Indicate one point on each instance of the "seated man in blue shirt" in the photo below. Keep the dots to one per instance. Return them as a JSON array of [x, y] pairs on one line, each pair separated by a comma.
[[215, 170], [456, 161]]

━━━━━━━━━━━━━━━━

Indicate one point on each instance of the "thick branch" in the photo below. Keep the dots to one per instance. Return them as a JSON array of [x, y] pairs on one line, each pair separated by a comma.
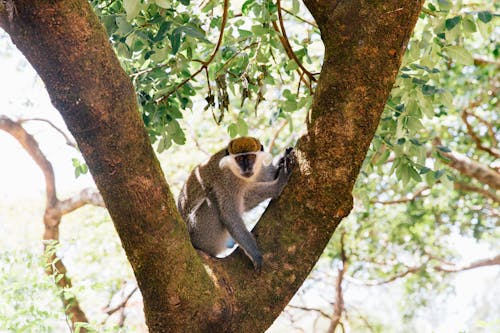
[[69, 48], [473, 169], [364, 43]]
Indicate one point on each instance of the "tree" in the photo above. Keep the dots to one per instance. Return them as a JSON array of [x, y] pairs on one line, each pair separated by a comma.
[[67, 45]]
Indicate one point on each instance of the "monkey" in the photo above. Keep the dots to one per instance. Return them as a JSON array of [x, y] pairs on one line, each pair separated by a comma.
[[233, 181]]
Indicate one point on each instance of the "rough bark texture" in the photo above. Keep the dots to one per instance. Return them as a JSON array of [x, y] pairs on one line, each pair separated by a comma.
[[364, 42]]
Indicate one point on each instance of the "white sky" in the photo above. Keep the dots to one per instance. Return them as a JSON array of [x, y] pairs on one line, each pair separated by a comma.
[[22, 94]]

━━━━━━━━━━━━━━━━

* **Short task**: Pull out every line above that contains the word "below", and copy each of those lines in full.

* **Finished exercise**:
Indicate one point on each instance of the "seated man in blue shirt" in the photo below. Keep the dots to one per instance. Return them as a JSON array of [x, y] pairs on one line, each pair separated by a comma.
Indicate one point on each instance of the "thick branch" in the photo below. Keep the dots to one per instance. Return them as a JSON array of [x, y] pairs on one line, each pair separated by a comma.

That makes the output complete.